[Your objective]: Return each entry unchanged.

[Exercise inputs]:
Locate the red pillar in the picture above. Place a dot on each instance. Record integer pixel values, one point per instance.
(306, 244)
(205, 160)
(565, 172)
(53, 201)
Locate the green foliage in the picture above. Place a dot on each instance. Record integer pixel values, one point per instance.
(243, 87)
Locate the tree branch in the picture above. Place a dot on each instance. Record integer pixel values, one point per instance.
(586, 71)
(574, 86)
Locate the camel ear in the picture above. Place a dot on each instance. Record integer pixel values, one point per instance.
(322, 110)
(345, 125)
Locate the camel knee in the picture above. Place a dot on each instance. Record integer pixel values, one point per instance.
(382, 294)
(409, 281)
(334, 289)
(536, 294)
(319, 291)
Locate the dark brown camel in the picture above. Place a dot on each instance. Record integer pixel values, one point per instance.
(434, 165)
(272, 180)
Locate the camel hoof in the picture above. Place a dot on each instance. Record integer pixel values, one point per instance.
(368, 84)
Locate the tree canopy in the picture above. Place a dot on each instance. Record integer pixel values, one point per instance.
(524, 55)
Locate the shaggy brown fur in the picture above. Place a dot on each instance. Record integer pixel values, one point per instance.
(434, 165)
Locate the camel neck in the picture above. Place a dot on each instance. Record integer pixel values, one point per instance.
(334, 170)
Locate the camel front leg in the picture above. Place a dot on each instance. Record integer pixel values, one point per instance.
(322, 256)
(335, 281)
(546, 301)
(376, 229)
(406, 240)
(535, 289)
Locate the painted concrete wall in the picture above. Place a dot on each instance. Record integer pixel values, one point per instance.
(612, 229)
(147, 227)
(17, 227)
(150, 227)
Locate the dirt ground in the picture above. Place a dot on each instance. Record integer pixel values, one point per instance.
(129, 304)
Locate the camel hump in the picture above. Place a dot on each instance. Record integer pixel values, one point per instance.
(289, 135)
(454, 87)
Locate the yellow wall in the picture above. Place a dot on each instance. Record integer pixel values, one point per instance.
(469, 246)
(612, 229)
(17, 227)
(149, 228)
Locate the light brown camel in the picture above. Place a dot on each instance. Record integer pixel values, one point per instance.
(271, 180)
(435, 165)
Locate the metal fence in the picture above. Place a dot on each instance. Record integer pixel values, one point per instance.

[Response to this exercise]:
Locate the red pillar in the picture above. Place a dot on each instance. Record integer pixel values, one point per instance.
(306, 244)
(205, 160)
(565, 172)
(53, 201)
Locate the green foliage in the picture above. Place a dot on each instance. Record integer pixel values, one point per instance.
(243, 87)
Locate the tree branch in the picture above. Place a dot on each instance. Record integer pixel values, one point per instance.
(586, 71)
(574, 86)
Locate the camel ear in the picture above. Place a dot on each instance. Record integer pixel values, one point per instance.
(322, 110)
(345, 125)
Locate the camel knee in the picture above. Place a dot on each instance. Record integer pixel values, one point per instance.
(382, 294)
(409, 281)
(334, 289)
(536, 294)
(319, 291)
Locate the dark brown camel in the picture above. Place a dot on each instance. Record integer pixel values, one point per instance.
(434, 165)
(272, 180)
Locate the camel hoof in the picture above. Place a dot on each instance. Record integer pixel values, one point per instance.
(368, 84)
Locate the tree canopy in the picture above. Place a dot on each instance. Record integer pixel values, one point per instance.
(524, 55)
Locate the shaggy brown fur in the picture above. Place a dot on each instance. Record integer pixel values, one point per instance.
(434, 165)
Locate the camel neck in the picture above. Place a dot on each instance. Record integer pixel values, one point per instance.
(334, 170)
Locate the camel front leg in the picture above. Place a dot on each instance. Record integer pixel values, one point per instance.
(322, 256)
(335, 281)
(546, 301)
(376, 229)
(406, 240)
(535, 289)
Locate the painted concrete wall in the picture above. Place a dot on each instance. Record integer pixel values, one point per instance.
(612, 229)
(147, 227)
(17, 227)
(150, 227)
Locate the dirt ground in the picture above. Place a dot on each instance. Record integer pixel values, one point per instance.
(129, 304)
Locate the camel hump in the picture above. Place a dot on each instance. Record integer pixel values, one point per instance.
(289, 135)
(454, 87)
Locate the yellow wall in the picture above. Place a dot on each instance. Record integer pixel values, one point per instance.
(469, 246)
(612, 229)
(17, 227)
(149, 228)
Locate the light brown camel in the picture above. Place a dot on each instance. Record integer pixel values, one point per instance.
(271, 180)
(435, 165)
Locate the metal fence in the picture above. Place a dot on each instance. Record integer pixel values, one point per instance.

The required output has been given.